▸ **Required action**
Some lines in the entries contain the word "green". Copy all of them.

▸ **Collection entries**
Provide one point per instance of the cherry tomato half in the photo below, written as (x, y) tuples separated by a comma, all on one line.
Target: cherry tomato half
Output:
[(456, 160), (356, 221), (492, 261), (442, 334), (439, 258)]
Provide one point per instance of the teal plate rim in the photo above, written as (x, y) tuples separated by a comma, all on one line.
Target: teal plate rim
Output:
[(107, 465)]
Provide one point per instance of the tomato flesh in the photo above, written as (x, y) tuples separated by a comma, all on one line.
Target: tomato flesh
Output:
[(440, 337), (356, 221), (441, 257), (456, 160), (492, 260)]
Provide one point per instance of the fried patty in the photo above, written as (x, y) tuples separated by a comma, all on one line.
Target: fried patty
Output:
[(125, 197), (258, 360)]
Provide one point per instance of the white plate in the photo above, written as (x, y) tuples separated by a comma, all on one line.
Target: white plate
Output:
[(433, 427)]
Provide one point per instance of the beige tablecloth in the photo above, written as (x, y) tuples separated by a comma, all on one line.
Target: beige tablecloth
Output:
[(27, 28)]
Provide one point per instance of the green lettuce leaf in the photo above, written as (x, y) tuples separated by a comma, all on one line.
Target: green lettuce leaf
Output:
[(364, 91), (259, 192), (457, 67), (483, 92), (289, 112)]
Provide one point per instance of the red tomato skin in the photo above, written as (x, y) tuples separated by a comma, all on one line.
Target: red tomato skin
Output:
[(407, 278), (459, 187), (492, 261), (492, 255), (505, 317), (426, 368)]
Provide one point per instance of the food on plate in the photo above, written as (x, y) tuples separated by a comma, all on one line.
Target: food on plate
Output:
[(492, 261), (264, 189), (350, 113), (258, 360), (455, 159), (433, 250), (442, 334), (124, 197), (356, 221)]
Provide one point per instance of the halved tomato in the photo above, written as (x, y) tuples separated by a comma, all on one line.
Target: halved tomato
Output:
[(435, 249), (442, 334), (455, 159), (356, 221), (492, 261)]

▸ **Output of the task**
Provide one point per instance of the green lettuce leaf in the photo above, written as (x, y) tuples separated by a comma, all on one line.
Target: green lettuce leaf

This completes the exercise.